Convert the data below into a numbered list with one line per item, omitting blank lines and leaving out the pictures.
"""
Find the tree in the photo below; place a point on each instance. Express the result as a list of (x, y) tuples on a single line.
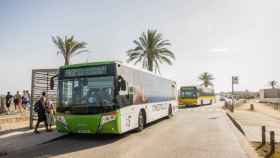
[(206, 79), (151, 51), (273, 83), (69, 47)]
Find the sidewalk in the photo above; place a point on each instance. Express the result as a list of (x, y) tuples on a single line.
[(251, 121), (13, 122)]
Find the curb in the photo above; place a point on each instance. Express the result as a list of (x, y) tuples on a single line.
[(241, 137)]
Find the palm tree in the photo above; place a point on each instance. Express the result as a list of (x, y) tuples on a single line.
[(273, 83), (69, 47), (206, 79), (151, 51)]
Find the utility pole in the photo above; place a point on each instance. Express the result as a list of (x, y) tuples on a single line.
[(234, 80), (232, 94)]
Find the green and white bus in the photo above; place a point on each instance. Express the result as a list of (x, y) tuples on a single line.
[(111, 97)]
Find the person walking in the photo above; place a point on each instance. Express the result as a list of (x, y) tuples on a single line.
[(28, 97), (40, 108), (23, 100), (50, 112), (8, 101), (17, 102)]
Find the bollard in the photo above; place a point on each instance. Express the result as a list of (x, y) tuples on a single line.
[(263, 135), (272, 142), (252, 108)]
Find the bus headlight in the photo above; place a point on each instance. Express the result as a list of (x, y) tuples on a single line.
[(108, 117)]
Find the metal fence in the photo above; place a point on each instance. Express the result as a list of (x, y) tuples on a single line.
[(41, 80)]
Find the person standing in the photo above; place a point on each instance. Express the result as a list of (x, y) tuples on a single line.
[(50, 112), (17, 102), (28, 97), (40, 108), (8, 101)]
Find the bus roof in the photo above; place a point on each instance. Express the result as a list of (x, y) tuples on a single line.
[(86, 64)]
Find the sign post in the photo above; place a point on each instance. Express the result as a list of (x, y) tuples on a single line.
[(234, 80)]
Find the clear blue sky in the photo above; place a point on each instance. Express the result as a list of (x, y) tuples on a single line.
[(223, 37)]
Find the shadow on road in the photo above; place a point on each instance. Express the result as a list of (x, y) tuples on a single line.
[(72, 143), (66, 144)]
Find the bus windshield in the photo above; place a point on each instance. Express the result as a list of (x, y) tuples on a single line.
[(188, 92), (86, 92)]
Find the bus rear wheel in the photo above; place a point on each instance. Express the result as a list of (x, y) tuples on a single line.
[(141, 121)]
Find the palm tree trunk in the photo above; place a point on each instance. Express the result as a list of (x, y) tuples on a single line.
[(67, 60), (150, 65)]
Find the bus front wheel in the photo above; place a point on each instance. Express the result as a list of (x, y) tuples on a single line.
[(141, 121)]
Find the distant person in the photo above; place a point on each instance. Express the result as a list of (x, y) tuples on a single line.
"""
### EXERCISE OUTPUT
1. Find the tree in the photo below; place a point on each instance. Express the result as a list of (x, y) tuples on a single line.
2. [(206, 79), (151, 51), (273, 83), (69, 47)]
3. Find the sidewalk in the photo above; place a point on each instance. Express the result as a list of (x, y) tuples on a single line.
4. [(251, 121), (13, 122)]
5. Find the curb in the photo above; place a point on each instance. Express the result as a list of (x, y) tuples on a single line.
6. [(241, 137)]
7. Find the palm tree in the photo above; place a point on each instance. Express the result as a list of (x, y) tuples on a single line.
8. [(273, 83), (69, 47), (206, 79), (151, 51)]
9. Find the utility pole in the photo above; place a point on each instance. Express the result as a list of (x, y) tuples on a single line.
10. [(234, 80), (232, 94)]
11. Find the green and white bus in the photo above; place a point on each instance. Express the result as a list of (x, y) tuples on a single line.
12. [(111, 97)]
13. Find the person walking in the photo above; place a point on each instance. Express the result as a list of (x, y) tuples on a single line.
14. [(28, 97), (40, 108), (23, 100), (50, 112), (8, 101), (17, 102)]
15. Find the bollard in the photo above; place a point on each instance. Express the result as a list of (x, y) tuples on a single line.
16. [(263, 135), (272, 142), (252, 108)]
17. Find the bus headlight in the photo above; place a point on each instance. Express the result as a list of (x, y) tuples on a single line.
18. [(108, 117)]
19. Find the metal fence in the photo above; place a point on each instance. Express the result as a list of (x, y) tuples on a single line.
20. [(41, 80)]
21. Find the person standing in the photo above; place a point on each instance. Express the result as a list of (x, y) tuples on a single line.
22. [(50, 112), (17, 102), (28, 97), (40, 108), (8, 101)]
23. Find the bus roof in the photo above; place a point on each instance. Express the result as a list of (x, y) tuples on a single line.
24. [(86, 64)]
25. Find the sign post in the photo above; place a point on each instance. Express the result as a list of (x, y) tuples on a single line.
26. [(234, 80)]
27. Find the clear blue sky in the photo above; place a point on each instance. Express the result as a list of (x, y) tuples on a single line.
28. [(223, 37)]
29. Find the shadow on road in the photo above; place a point on each instance. Express the result as a list of (x, y) tuples on a single line.
30. [(72, 143), (66, 144)]
31. Find the bus windshield in the photo above; place a point on each instance. Express the result as a list of (x, y) tuples on a single line.
32. [(188, 92), (86, 92)]
33. Find the bus rear wheel in the photo above; place a point on each instance. Express the result as a list of (x, y) tuples on a single line.
34. [(141, 121)]
35. Find the palm tree trunk in the photo above; place a point on each instance. Express the result as a list of (x, y) tuples on a single line.
36. [(67, 60), (150, 65)]
37. Find the bus front wheel in the photo above; place a point on each instance. Express the result as a list of (x, y) tuples on a single line.
38. [(141, 121)]
39. Find the distant person in the photo above; place a point on each instance. Express the result as a list of (x, y) tuples on a single line.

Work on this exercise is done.